## Stated task
Return every line below that contains the string "Please".

==== Input material ====

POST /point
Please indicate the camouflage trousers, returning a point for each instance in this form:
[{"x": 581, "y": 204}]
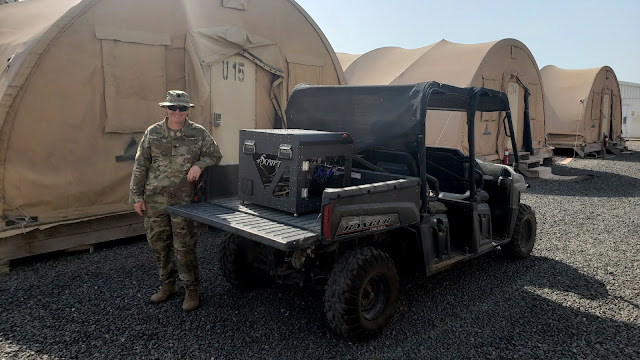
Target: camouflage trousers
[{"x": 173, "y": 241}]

====
==== Input material ====

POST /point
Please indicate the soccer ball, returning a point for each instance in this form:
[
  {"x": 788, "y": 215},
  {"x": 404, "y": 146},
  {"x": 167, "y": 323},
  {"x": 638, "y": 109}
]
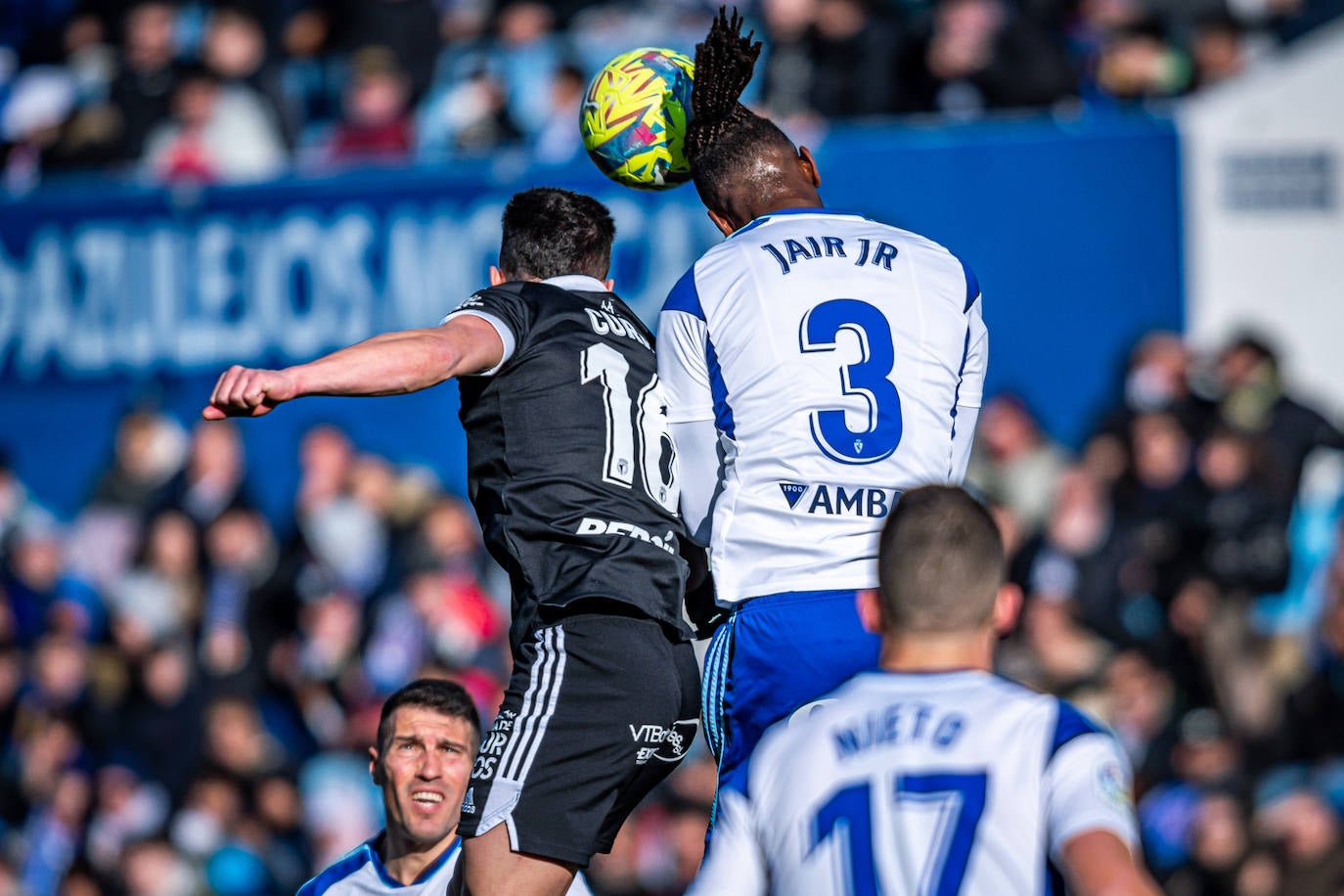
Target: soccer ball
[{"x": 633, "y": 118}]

====

## Answer for this exercise
Please indicate the camouflage trousers, returning a point for each instance in this form:
Please indicate the soccer ball, returning a point for each instance in this form:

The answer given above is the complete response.